---------- Source excerpt ----------
Pandas time series-specific operations in Altair

arjan-hada :

Is it possible to perform groupby operations for datetime object in Altair using transform_aggregate function? I am trying to replicate some of the time series plot from "Example: Visualizing Seattle Bicycle Counts" example of Jake VDP's book - https://jakevdp.github.io/PythonDataScienceHandbook/03.11-working-with-time-series.html

Does transform_aggregate allow time-series specific operations like resample?

jakevdp :

Altair has built-in time groupings using the TimeUnit transform, which can be used either via an explicit transform, or via encoding shorthands.

Here is an example of reproducing one of the charts from that section of the book – note that the Vega-Lite renderer becomes slow when data grows to tens of thousands of entries, so I use altair_data_server to serve the data and limit the chart to the first year:

# Load the data
# !curl -o FremontBridge.csv https://data.seattle.gov/api/views/65db-xm6k/rows.csv?accessType=DOWNLOAD

import pandas as pd
data = pd.read_csv('FremontBridge.csv', parse_dates=['Date'])
---------- Records shown ----------
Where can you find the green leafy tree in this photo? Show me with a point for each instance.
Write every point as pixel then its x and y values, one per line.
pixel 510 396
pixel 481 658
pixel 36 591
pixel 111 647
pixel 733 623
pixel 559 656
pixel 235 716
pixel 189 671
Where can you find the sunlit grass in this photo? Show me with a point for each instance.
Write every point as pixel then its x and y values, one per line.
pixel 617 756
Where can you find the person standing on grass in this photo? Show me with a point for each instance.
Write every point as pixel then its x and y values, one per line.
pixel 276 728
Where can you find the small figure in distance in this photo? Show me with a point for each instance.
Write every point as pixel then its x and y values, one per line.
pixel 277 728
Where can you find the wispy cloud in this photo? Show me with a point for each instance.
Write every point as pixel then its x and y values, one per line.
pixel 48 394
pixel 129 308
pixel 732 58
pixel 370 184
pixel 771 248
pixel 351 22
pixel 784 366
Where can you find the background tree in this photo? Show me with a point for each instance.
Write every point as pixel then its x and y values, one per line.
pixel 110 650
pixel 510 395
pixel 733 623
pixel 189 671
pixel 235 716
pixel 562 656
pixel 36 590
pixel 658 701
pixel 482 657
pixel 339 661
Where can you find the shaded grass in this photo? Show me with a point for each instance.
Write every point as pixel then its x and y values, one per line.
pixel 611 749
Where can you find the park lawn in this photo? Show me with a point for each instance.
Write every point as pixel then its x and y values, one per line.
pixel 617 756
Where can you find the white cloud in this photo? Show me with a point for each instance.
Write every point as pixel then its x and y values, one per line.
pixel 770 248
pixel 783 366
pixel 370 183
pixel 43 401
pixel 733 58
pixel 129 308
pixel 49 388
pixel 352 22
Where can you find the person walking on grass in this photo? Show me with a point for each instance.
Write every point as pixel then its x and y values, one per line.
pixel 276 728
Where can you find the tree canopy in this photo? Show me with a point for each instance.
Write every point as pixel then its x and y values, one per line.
----------
● Given problem
Retype the part of the Altair time series thread that opens with the words containing "# Load the data" and closes with "data = pd.read_csv('FremontBridge.csv', parse_dates=['Date'])". The entries have no role in any of this.

● Task answer
# Load the data
# !curl -o FremontBridge.csv https://data.seattle.gov/api/views/65db-xm6k/rows.csv?accessType=DOWNLOAD

import pandas as pd
data = pd.read_csv('FremontBridge.csv', parse_dates=['Date'])